Your objective
Before copying, set the images aside; then transcribe every entry below exactly.

Entries taken from a collection
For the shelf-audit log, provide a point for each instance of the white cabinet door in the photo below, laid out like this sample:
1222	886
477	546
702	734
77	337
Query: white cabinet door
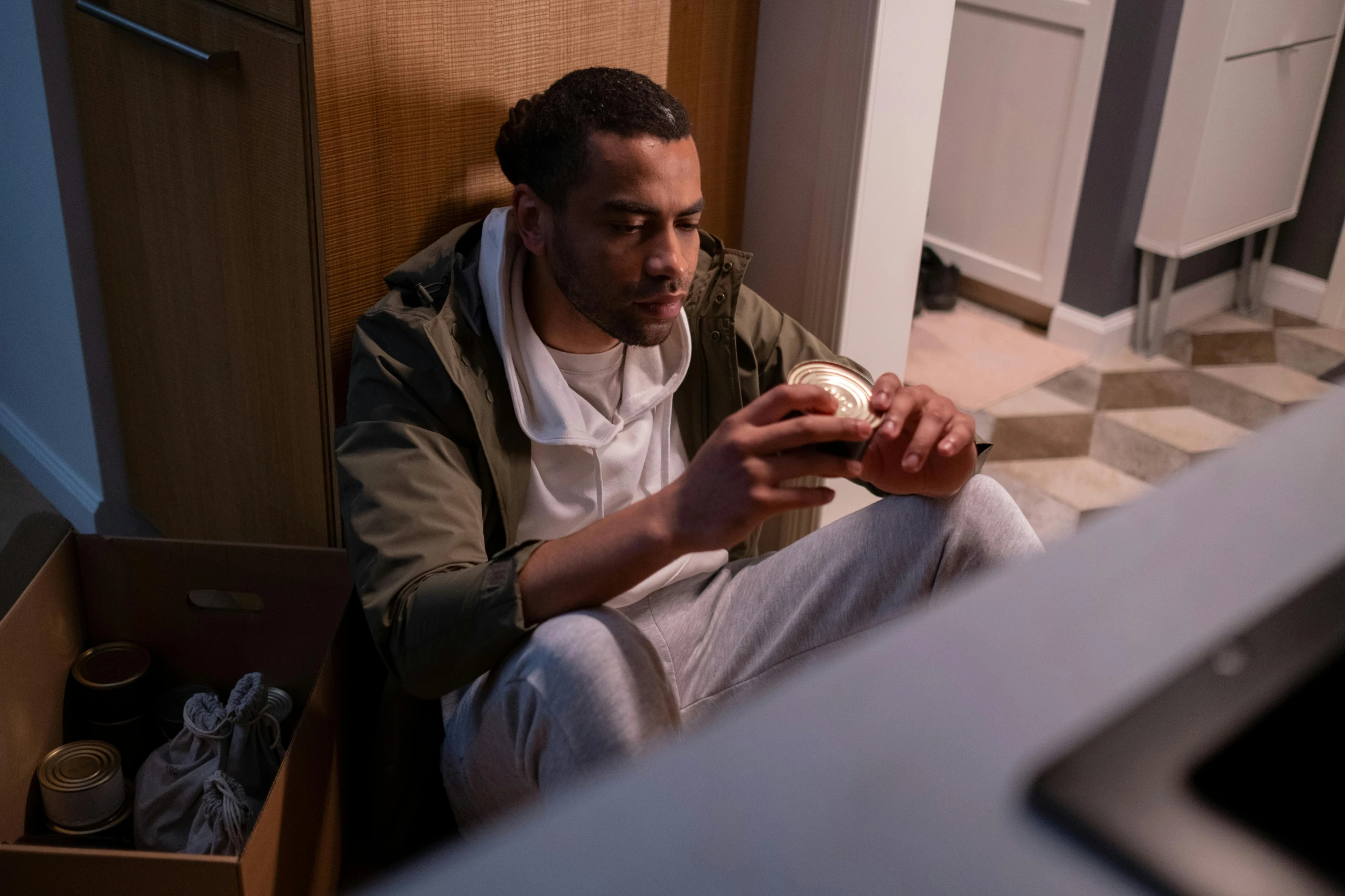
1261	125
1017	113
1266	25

Result for this task
For the shelf-audit log, provide a point for each instance of the white cabinet door in the photo below, laid out like this sample:
1222	886
477	546
702	734
77	337
Query: white cabinet door
1261	125
1017	113
1266	25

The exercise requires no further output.